┏━━

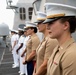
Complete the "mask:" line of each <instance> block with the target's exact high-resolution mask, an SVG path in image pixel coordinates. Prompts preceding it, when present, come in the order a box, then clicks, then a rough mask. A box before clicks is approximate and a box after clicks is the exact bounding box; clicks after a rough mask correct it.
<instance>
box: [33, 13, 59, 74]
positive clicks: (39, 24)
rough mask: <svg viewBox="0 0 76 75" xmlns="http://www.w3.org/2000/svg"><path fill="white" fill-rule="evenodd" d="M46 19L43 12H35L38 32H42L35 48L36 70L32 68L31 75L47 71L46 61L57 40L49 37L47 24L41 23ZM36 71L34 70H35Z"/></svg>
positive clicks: (57, 41) (50, 55)
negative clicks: (33, 70) (37, 28)
mask: <svg viewBox="0 0 76 75" xmlns="http://www.w3.org/2000/svg"><path fill="white" fill-rule="evenodd" d="M45 19H46V14H45V13H43V12H38V13H37V21H36V23H38V24H37V27H38V30H39V32H42V33H43V36H44V37H43V40H42V41H41V43H40V44H39V46H38V48H37V49H36V53H37V60H36V70H35V69H34V73H33V75H46V72H47V62H48V59H49V57H50V56H51V54H52V51H53V49H54V48H55V47H56V46H57V44H58V41H57V40H56V39H51V38H50V37H49V32H48V29H47V24H43V21H44V20H45ZM35 71H36V72H35Z"/></svg>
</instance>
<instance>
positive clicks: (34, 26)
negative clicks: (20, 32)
mask: <svg viewBox="0 0 76 75" xmlns="http://www.w3.org/2000/svg"><path fill="white" fill-rule="evenodd" d="M29 27H37V26H36V24H35V23H31V22H27V23H26V28H29Z"/></svg>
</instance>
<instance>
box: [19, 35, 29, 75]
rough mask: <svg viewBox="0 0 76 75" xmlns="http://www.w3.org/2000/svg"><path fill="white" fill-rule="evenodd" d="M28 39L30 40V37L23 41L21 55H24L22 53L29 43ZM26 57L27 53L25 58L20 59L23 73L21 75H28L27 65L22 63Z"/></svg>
mask: <svg viewBox="0 0 76 75" xmlns="http://www.w3.org/2000/svg"><path fill="white" fill-rule="evenodd" d="M28 39H29V36H27V37H25V38H24V40H23V47H22V49H21V50H20V54H22V52H23V51H24V50H25V48H26V43H27V41H28ZM25 56H26V53H25V55H24V57H20V72H21V74H25V75H28V74H27V64H25V65H24V64H23V62H22V61H23V59H24V58H25Z"/></svg>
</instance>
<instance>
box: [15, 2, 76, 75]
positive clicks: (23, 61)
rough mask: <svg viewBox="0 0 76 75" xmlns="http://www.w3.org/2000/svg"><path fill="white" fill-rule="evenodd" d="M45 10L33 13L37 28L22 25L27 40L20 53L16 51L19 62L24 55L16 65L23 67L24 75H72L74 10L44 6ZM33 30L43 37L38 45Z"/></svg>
mask: <svg viewBox="0 0 76 75" xmlns="http://www.w3.org/2000/svg"><path fill="white" fill-rule="evenodd" d="M45 8H46V13H42V12H38V13H37V21H36V22H35V23H37V25H36V24H34V23H26V27H25V28H24V29H25V30H26V33H27V36H29V39H28V40H27V43H26V45H25V47H24V46H23V47H24V51H23V49H22V48H21V47H20V48H21V49H20V48H18V49H17V50H16V52H17V53H19V51H20V50H21V51H20V58H21V56H22V57H23V56H24V54H25V56H24V59H22V60H21V61H20V62H21V63H22V64H25V65H26V64H27V68H26V69H27V73H26V75H27V74H28V75H76V72H75V70H76V43H75V41H74V39H73V38H72V36H71V33H74V32H75V30H76V7H73V6H69V5H63V4H58V3H45ZM46 17H47V18H46ZM37 27H38V30H39V32H42V33H43V34H44V38H43V40H42V41H41V42H40V40H39V38H38V36H37V35H36V32H37ZM24 33H25V31H24ZM24 42H25V41H24V40H23V42H21V43H24ZM71 58H72V59H71ZM20 72H22V71H21V70H20ZM21 74H22V73H21Z"/></svg>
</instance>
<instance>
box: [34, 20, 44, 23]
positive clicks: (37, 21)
mask: <svg viewBox="0 0 76 75" xmlns="http://www.w3.org/2000/svg"><path fill="white" fill-rule="evenodd" d="M40 22H43V20H42V21H36V22H34V23H40Z"/></svg>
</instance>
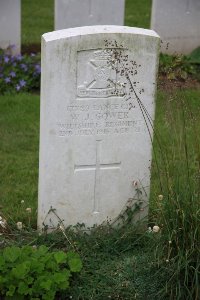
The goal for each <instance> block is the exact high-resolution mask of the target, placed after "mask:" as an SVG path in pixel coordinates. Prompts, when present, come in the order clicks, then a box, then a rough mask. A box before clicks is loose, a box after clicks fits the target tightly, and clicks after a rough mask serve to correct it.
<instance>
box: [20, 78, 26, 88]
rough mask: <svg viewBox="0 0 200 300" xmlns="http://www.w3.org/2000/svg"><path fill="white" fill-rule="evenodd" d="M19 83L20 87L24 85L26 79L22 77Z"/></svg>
mask: <svg viewBox="0 0 200 300" xmlns="http://www.w3.org/2000/svg"><path fill="white" fill-rule="evenodd" d="M19 85H20V87H23V86H25V85H26V81H25V80H24V79H22V80H20V81H19Z"/></svg>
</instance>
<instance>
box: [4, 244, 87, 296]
mask: <svg viewBox="0 0 200 300" xmlns="http://www.w3.org/2000/svg"><path fill="white" fill-rule="evenodd" d="M81 268H82V262H81V259H80V257H79V255H78V254H77V253H75V252H71V251H70V252H67V253H65V252H63V251H53V252H50V251H49V250H48V248H47V247H46V246H40V247H39V248H34V247H31V246H23V247H22V248H19V247H16V246H12V247H6V248H5V249H4V250H3V251H2V253H1V256H0V290H1V295H4V296H5V297H6V299H27V297H29V298H28V299H30V297H31V299H35V300H36V299H46V300H51V299H52V300H53V299H54V298H55V295H56V293H59V292H62V291H65V290H67V289H68V288H69V280H70V277H72V273H76V272H80V270H81Z"/></svg>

┗━━

PROBLEM: Word for word, set down each record shown above, omitting the pictures.

SOLUTION TO THE PROBLEM:
Complete the "mask:" line of each <instance> block with the target's exact high-resolution mask, an SVG path in image pixel coordinates. Prompts preceding it, when present, come in the order a box, then clicks, then a rough mask. A box before clicks is approximate and a box after clicks is the exact bounding box; clicks after a rough mask correct it.
<instance>
box: [33, 13, 59, 74]
positive clicks: (39, 24)
rough mask: <svg viewBox="0 0 76 75" xmlns="http://www.w3.org/2000/svg"><path fill="white" fill-rule="evenodd" d="M46 19L43 12H35L38 32H42L35 48L36 70L32 68L31 75L47 71L46 61L57 40L49 37L47 24L41 23ZM36 71L34 70H35Z"/></svg>
positive clicks: (57, 41) (50, 55)
negative clicks: (33, 70) (37, 28)
mask: <svg viewBox="0 0 76 75" xmlns="http://www.w3.org/2000/svg"><path fill="white" fill-rule="evenodd" d="M45 19H46V14H45V13H43V12H38V13H37V21H36V23H38V24H37V27H38V30H39V32H42V33H43V36H44V37H43V40H42V41H41V43H40V44H39V46H38V48H37V49H36V53H37V60H36V70H35V69H34V73H33V75H46V72H47V62H48V59H49V57H50V56H51V54H52V51H53V49H54V48H55V47H56V46H57V44H58V41H57V40H56V39H51V38H50V37H49V32H48V29H47V24H43V21H44V20H45ZM35 71H36V72H35Z"/></svg>
</instance>
<instance>
positive clicks: (34, 26)
negative clicks: (20, 32)
mask: <svg viewBox="0 0 76 75" xmlns="http://www.w3.org/2000/svg"><path fill="white" fill-rule="evenodd" d="M29 27H37V26H36V24H35V23H31V22H27V23H26V28H29Z"/></svg>
</instance>
<instance>
box: [19, 35, 29, 75]
rough mask: <svg viewBox="0 0 76 75" xmlns="http://www.w3.org/2000/svg"><path fill="white" fill-rule="evenodd" d="M28 39L30 40V37L23 41L21 55H24L22 53L29 43ZM26 57L27 53L25 58L20 59L23 73L21 75H28L27 65L22 63Z"/></svg>
mask: <svg viewBox="0 0 76 75" xmlns="http://www.w3.org/2000/svg"><path fill="white" fill-rule="evenodd" d="M28 39H29V36H27V37H25V38H24V40H23V47H22V49H21V50H20V54H22V52H23V51H24V50H25V48H26V43H27V41H28ZM25 56H26V53H25V55H24V57H20V72H21V74H25V75H28V74H27V64H25V65H24V64H23V62H22V61H23V59H24V58H25Z"/></svg>
</instance>
<instance>
box: [15, 2, 76, 75]
positive clicks: (23, 61)
rough mask: <svg viewBox="0 0 76 75" xmlns="http://www.w3.org/2000/svg"><path fill="white" fill-rule="evenodd" d="M45 10L33 13L37 28L22 25L27 40L20 53L16 51L19 62L24 55L16 65L23 67L24 75H72L74 10L44 6ZM33 30L43 37L38 45Z"/></svg>
mask: <svg viewBox="0 0 76 75" xmlns="http://www.w3.org/2000/svg"><path fill="white" fill-rule="evenodd" d="M45 8H46V13H42V12H38V13H37V21H36V22H35V23H37V25H36V24H34V23H26V27H25V28H24V29H25V30H26V33H27V36H29V39H28V40H27V43H26V45H25V47H24V46H23V47H24V51H23V49H22V48H21V47H20V48H21V49H20V48H18V49H17V50H16V52H17V53H19V51H20V50H21V51H20V58H21V56H22V57H23V56H24V54H25V56H24V59H22V60H21V61H20V62H21V63H22V64H25V65H26V64H27V68H26V69H27V73H26V75H27V74H28V75H76V72H75V70H76V43H75V41H74V39H73V38H72V36H71V33H74V32H75V30H76V7H73V6H69V5H63V4H58V3H45ZM46 17H47V18H46ZM37 27H38V30H39V32H42V33H43V34H44V38H43V40H42V41H41V42H40V40H39V38H38V36H37V35H36V32H37ZM24 33H25V31H24ZM24 42H25V41H24V40H23V42H21V43H24ZM71 58H72V59H71ZM20 72H22V71H21V70H20ZM21 74H22V73H21Z"/></svg>
</instance>
<instance>
box: [34, 20, 44, 23]
positive clicks: (37, 21)
mask: <svg viewBox="0 0 76 75" xmlns="http://www.w3.org/2000/svg"><path fill="white" fill-rule="evenodd" d="M40 22H43V20H42V21H36V22H34V23H40Z"/></svg>
</instance>
The goal for each <instance> block is the exact high-resolution mask of the target, placed after "mask:" as an SVG path in pixel coordinates. Prompts, when present, come in the order clicks, then a box, then a rough mask. A box before clicks is loose, a box after clicks fits the target tightly, and clicks after a rough mask serve to correct it.
<instance>
box: [20, 78, 26, 88]
rough mask: <svg viewBox="0 0 200 300" xmlns="http://www.w3.org/2000/svg"><path fill="white" fill-rule="evenodd" d="M19 83L20 87L24 85L26 79L22 77Z"/></svg>
mask: <svg viewBox="0 0 200 300" xmlns="http://www.w3.org/2000/svg"><path fill="white" fill-rule="evenodd" d="M19 85H20V87H23V86H25V85H26V81H25V80H24V79H22V80H20V81H19Z"/></svg>
</instance>
<instance>
box: [4, 244, 87, 296]
mask: <svg viewBox="0 0 200 300" xmlns="http://www.w3.org/2000/svg"><path fill="white" fill-rule="evenodd" d="M81 268H82V262H81V259H80V257H79V255H78V254H77V253H75V252H71V251H70V252H67V253H65V252H63V251H53V252H50V251H49V250H48V248H47V247H46V246H40V247H39V248H34V247H31V246H23V247H22V248H19V247H16V246H12V247H6V248H5V249H4V250H3V251H2V253H1V256H0V290H1V295H4V296H5V297H6V299H27V297H29V298H28V299H30V297H31V299H35V300H36V299H46V300H51V299H52V300H53V299H54V298H55V295H56V293H59V292H62V291H65V290H67V289H68V288H69V280H70V277H72V273H76V272H80V270H81Z"/></svg>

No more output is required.